• _Task details_
Recast the data below as a Markdown table with the columns "Row" and "Data line", giving each line its own numbered row and leaving out blank lines. Leave the pictures out of your answer.

• _Working data_
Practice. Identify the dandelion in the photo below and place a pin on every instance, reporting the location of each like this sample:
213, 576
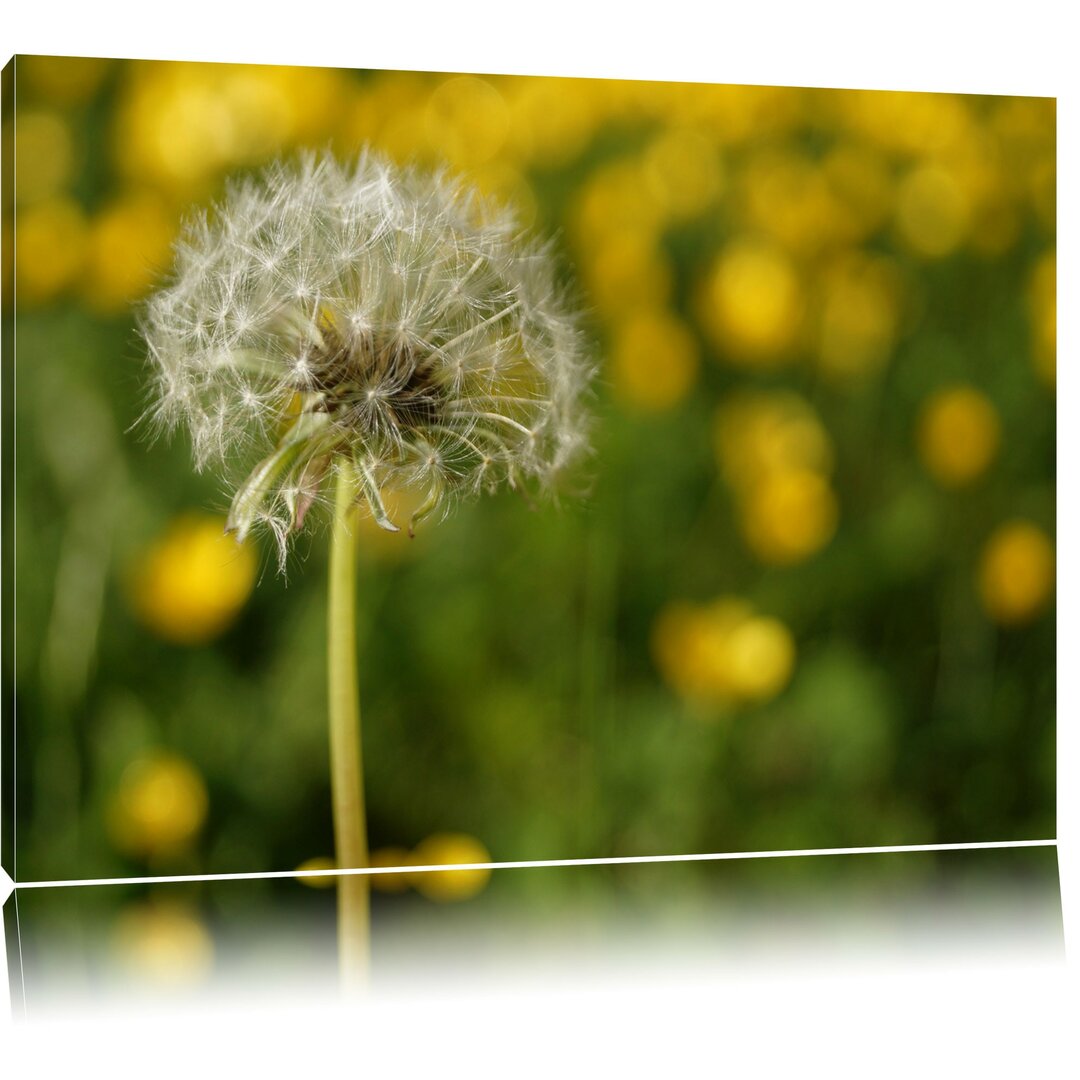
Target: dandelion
364, 318
334, 331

• _Answer to the exercise_
| Row | Data line |
|---|---|
| 1 | Practice. Identify the dandelion in the photo below and place a pin on every instance, reporting the location of each like this sample: |
| 2 | 213, 576 |
| 3 | Target: dandelion |
| 4 | 364, 318 |
| 5 | 334, 331 |